SOURCE TEXT
####

Post-Diwali Survey Shows 27% Rise In Tinnitus


Kolkata: The festival of lights became nightmarish for many, leading to tinnitus or temporary deafness. A survey by city ENT specialists reveals that tinnitus that tinnitus spiked to 27%, two days after Diwali, as reported by TOI. The figure is worrying because epidemiologic studies all over the world show that the prevalence range from 10-15%.

Tinnitus is the hearing of a sound despite the absence of any external noise. It is often a buzzing, ringing, clicking or hissing noise.

The survey titled “after-effects of sound pollution caused by bursting crackers during Diwali”, led by Arjun Dasgupta, and conducted by Anupama Satpathy, NVK Mohan and Chirajit Dutta, shows incidence rates of clinically significant tinnitus was 27 % post Diwali, in a sample of 204 patients. The survey is part of a larger study to catch a two-year trend, starting this Diwali.

####

INFORMATION SHOWN
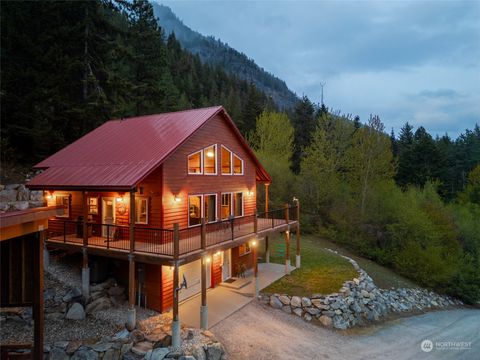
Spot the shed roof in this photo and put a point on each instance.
(121, 153)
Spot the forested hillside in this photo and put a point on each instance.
(411, 203)
(67, 67)
(215, 52)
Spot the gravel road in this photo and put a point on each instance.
(260, 332)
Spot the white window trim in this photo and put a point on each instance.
(216, 206)
(201, 162)
(231, 162)
(243, 203)
(137, 213)
(216, 160)
(65, 216)
(231, 204)
(188, 209)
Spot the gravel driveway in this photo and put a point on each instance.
(260, 332)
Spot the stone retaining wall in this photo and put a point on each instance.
(358, 302)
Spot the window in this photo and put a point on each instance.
(194, 210)
(210, 208)
(64, 201)
(195, 163)
(226, 161)
(141, 210)
(238, 204)
(210, 160)
(226, 206)
(237, 165)
(244, 249)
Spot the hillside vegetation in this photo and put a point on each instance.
(352, 191)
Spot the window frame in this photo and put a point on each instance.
(233, 164)
(201, 162)
(188, 210)
(141, 198)
(68, 208)
(216, 207)
(231, 161)
(233, 204)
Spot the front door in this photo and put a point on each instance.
(226, 265)
(108, 216)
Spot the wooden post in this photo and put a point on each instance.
(85, 269)
(176, 340)
(38, 305)
(298, 257)
(131, 321)
(203, 307)
(287, 241)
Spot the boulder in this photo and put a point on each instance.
(214, 351)
(296, 301)
(325, 320)
(99, 304)
(76, 312)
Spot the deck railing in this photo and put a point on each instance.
(160, 241)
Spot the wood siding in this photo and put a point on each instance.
(176, 179)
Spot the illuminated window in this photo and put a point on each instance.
(194, 210)
(238, 204)
(195, 163)
(63, 201)
(244, 249)
(237, 165)
(210, 207)
(141, 210)
(226, 161)
(210, 160)
(226, 206)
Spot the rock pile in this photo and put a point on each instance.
(151, 341)
(358, 302)
(71, 305)
(16, 197)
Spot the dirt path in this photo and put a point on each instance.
(259, 332)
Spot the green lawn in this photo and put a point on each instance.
(321, 271)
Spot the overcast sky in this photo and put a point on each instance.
(405, 61)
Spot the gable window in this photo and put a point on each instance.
(244, 249)
(210, 208)
(238, 204)
(141, 210)
(64, 202)
(237, 165)
(226, 205)
(226, 161)
(194, 210)
(210, 160)
(195, 163)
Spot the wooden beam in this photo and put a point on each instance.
(38, 308)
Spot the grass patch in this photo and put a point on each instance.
(321, 271)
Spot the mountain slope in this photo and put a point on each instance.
(215, 52)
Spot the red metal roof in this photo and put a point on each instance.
(120, 153)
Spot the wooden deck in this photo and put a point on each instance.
(158, 247)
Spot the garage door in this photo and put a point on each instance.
(192, 272)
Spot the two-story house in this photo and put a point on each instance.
(170, 196)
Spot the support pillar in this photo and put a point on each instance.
(176, 339)
(297, 259)
(287, 241)
(131, 315)
(203, 306)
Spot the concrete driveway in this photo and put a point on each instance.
(260, 332)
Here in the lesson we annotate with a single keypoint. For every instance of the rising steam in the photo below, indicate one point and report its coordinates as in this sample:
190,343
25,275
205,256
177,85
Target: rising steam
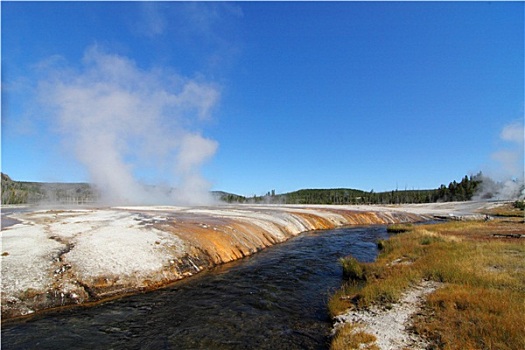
506,178
121,120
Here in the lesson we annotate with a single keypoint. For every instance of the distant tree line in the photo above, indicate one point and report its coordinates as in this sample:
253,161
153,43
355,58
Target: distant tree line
21,192
455,191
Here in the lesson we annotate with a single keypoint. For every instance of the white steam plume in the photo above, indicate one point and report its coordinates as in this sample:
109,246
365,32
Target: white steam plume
121,120
506,180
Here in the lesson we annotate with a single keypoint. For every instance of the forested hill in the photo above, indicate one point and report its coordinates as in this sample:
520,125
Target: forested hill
19,192
455,191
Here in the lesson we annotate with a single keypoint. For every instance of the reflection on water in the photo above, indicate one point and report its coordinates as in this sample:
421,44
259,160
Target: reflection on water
275,299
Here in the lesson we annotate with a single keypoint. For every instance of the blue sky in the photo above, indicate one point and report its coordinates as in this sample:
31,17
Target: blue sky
282,95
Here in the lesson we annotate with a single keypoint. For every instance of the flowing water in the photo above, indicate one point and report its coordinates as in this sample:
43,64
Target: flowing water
275,299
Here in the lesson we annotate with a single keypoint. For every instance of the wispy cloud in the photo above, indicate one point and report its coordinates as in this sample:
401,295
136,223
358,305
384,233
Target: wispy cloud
152,21
118,119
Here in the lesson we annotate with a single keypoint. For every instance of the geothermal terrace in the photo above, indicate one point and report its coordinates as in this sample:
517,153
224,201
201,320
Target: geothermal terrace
58,257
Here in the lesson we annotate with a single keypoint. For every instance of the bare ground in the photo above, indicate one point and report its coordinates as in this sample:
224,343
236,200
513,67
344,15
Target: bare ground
392,325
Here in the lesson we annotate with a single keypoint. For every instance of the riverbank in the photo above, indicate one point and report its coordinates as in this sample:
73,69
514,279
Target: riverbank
431,279
75,256
55,257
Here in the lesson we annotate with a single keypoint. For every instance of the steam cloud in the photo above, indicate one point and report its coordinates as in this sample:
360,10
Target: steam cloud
121,121
509,172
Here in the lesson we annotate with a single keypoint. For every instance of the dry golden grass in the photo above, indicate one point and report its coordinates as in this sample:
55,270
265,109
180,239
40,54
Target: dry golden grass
482,305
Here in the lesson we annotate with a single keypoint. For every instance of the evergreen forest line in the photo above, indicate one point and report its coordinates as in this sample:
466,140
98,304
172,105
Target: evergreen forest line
20,192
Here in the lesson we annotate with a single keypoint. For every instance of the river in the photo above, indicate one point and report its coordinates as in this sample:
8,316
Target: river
275,299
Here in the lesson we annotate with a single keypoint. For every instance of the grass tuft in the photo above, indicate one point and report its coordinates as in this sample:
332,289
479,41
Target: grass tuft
481,305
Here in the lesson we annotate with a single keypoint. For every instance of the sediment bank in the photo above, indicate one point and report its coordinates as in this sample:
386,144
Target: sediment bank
60,257
55,258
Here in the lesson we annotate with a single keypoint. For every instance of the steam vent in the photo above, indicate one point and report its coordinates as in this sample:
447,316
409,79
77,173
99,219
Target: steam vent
54,258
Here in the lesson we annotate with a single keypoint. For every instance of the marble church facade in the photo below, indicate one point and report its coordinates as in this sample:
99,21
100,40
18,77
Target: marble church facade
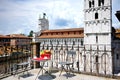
95,50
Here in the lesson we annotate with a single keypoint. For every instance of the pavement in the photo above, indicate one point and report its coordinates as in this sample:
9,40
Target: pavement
54,76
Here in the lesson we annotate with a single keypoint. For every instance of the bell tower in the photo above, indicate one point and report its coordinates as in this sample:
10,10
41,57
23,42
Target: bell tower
98,21
97,36
43,23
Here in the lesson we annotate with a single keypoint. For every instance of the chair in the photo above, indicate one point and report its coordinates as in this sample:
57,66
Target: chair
68,65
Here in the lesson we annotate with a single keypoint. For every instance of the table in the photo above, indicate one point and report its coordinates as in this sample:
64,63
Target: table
41,66
67,64
24,65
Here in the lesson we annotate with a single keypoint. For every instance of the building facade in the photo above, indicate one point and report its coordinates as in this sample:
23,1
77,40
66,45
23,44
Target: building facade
14,43
97,49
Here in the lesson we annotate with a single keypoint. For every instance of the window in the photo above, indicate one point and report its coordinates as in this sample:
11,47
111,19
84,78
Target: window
99,2
89,4
117,56
102,1
96,59
81,42
93,3
96,15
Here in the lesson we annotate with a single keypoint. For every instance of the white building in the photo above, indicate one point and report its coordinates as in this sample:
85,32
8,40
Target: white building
99,54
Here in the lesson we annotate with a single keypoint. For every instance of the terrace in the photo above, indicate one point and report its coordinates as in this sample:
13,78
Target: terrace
8,71
33,74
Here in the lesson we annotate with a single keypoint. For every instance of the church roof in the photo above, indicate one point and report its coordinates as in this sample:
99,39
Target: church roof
63,33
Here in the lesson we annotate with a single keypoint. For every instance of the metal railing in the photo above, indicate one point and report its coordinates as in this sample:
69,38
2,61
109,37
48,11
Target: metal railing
8,60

####

TASK OBJECTIVE
In the tinnitus article:
1. How many patients were in the survey's sample?
2. What range of prevalence do epidemiologic studies around the world show?
3. Who led the survey?
Rely only on the tinnitus article when answering.

TASK ANSWER
1. 204
2. 10-15%
3. Arjun Dasgupta